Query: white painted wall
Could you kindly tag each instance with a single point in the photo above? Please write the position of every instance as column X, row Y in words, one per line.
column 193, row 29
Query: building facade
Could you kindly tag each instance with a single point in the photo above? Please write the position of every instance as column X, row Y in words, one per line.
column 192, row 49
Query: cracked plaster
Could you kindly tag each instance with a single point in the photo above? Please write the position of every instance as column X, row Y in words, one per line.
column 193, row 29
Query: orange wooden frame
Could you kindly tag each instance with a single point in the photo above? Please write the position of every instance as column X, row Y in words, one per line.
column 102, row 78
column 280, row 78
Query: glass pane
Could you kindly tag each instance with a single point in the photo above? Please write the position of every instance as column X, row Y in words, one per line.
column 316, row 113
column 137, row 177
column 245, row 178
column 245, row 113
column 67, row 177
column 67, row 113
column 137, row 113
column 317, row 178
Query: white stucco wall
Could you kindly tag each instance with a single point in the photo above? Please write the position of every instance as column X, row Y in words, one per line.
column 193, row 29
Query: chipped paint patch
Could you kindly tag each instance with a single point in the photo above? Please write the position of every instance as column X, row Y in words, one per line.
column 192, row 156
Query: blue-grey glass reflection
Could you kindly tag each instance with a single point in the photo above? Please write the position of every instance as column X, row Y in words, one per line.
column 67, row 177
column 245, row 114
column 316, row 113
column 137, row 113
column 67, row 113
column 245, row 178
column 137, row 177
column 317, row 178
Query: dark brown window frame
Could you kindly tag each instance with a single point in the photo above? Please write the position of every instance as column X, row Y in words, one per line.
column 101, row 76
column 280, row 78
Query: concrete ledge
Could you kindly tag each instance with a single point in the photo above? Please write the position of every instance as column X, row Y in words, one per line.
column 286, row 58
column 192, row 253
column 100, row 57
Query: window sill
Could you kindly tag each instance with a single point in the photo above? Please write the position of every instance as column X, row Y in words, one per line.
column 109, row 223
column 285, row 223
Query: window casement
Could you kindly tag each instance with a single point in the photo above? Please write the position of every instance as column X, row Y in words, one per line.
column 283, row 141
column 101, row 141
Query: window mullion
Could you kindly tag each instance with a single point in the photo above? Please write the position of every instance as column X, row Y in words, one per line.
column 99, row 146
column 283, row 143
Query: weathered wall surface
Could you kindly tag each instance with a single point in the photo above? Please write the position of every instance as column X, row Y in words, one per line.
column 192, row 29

==

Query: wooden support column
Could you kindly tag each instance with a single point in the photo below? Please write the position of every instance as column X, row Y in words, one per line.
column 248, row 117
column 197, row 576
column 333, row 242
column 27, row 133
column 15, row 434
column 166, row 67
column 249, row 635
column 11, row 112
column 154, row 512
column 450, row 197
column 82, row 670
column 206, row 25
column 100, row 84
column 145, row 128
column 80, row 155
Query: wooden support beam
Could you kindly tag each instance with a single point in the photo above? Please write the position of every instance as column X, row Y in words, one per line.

...

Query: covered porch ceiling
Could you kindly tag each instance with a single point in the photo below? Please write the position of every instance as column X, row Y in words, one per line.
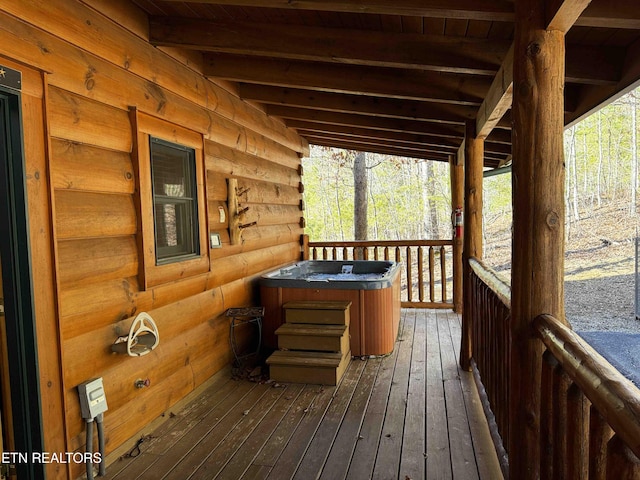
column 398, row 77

TASK TO CARRY OUT: From the entries, copy out each line containing the word "wooden".

RESPONSE TO THIS TASK:
Query: orange wooden frame
Query: wooden support column
Query: wooden support beam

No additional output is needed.